## Provided passage
On 7/30/2024 3:56 PM, Chris M. Thomasson wrote:
On 7/30/2024 1:23 PM, BGB wrote:
On 7/30/2024 4:44 AM, Anton Ertl wrote:
BGB <cr88192@gmail.com> writes:
Otherwise, stuff isn't going to fit into the FPGAs.
>
Something like TSO is a lot of complexity for not much gain.
>
Given that you are so constrained, the easiest corner to cut is to
have only one core. And then even seqyential consistency is trivial
to implement.
>
>
On the XC7A100T, this is what I am doing...
>
With the current feature-set, don't have enough resource budget to go dual core at present.
>
I can go dual core on the Xc7A200T though.
>
>
>
Granted, one could argue that maybe one should not do such an elaborate CPU. Say, a case could be made for just doing a RISC-V implementation.
>
There is an RV32GC implementation (dual-issue superscalar) that can run on the XC7A100T that, ironically, still takes most of the FPGA and can only run at ~ 25 or 33 MHz. Its IPC is pretty good, but it runs at a low clock-speed and is 32-bit.
>
Only real way to make small/fast cores though is to make them single-issue and limit the feature-set (only doing a basic integer ISA).
[...]
Have you ever messed around with a Cell processor? Think of its vector processing units, or Synergistic Processing Elements (SPE) iirc. Also, iirc it was not that easy to program for. buffered DMA wrt the SPE's, again iirc. So, some games only used the "single" PPE unit. Iirc, they wanted more PPE units but that was not realized...
No real first-hand experience programming for it, but was early 20s when the PlayStation3 came out, and wasn't really messing with much of anything beyond normal desktop PCs at the time.
I had a few times considered trying to pair a bigger core (such as one running BJX2 main profile) with smaller cores (running a smaller profile for BJX2), but couldn't really get the smaller core small enough while still being useful for what I wanted to do with it.
While a moderately smaller core is possible by using a single-issue integer-only design, this is rather limited...
And, sticking two more feature-limited cores on an FPGA isn't terribly useful.
Nor is going tri-core or quad-core with minimalist cores.
Say:
One core, of my current configuration is more useful than, say:
Two cores that do basic Integer+FPU+TLB;
Four cores, that only do Integer.
Like, say, an RV64I or RV32IM quad-core would not necessarily all that useful.
Trying to fit the BJX2 core on an XC7S50, I needed to drop to 2-wide in order to fit it in with the fast SIMD unit.
It was a tradeoff between:
3-wide, but 10 cycle SIMD ops;
2-wide, with 3 cycle SIMD ops.
On the XC7S25 or XC7A35T, not really managed to fit much beyond simple integer cores. But, these FPGAs are small enough, that it is generally better to drop to 32-bit.

## Exercise instructions
1. Answer these questions using the thread about FPGA processor cores:
(a) On which FPGA can the writer go dual core?
(b) At roughly what clock speeds can the RV32GC implementation run on the XC7A100T?
(c) To what issue width did the writer drop to fit the BJX2 core on an XC7S50 with the fast SIMD unit?
2. Return the stretch of the thread from "Nor is going" through "fast SIMD unit.", copied word for word.
Base every answer only on the thread above.

## Recorded information

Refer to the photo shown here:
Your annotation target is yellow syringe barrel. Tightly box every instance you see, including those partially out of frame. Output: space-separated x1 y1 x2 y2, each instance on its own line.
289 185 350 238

## Solutions for each task
1.
(a) The XC7A200T.
(b) About 25 or 33 MHz.
(c) 2-wide.

2.
Nor is going tri-core or quad-core with minimalist cores.
Say:
One core, of my current configuration is more useful than, say:
Two cores that do basic Integer+FPU+TLB;
Four cores, that only do Integer.
Like, say, an RV64I or RV32IM quad-core would not necessarily all that useful.
Trying to fit the BJX2 core on an XC7S50, I needed to drop to 2-wide in order to fit it in with the fast SIMD unit.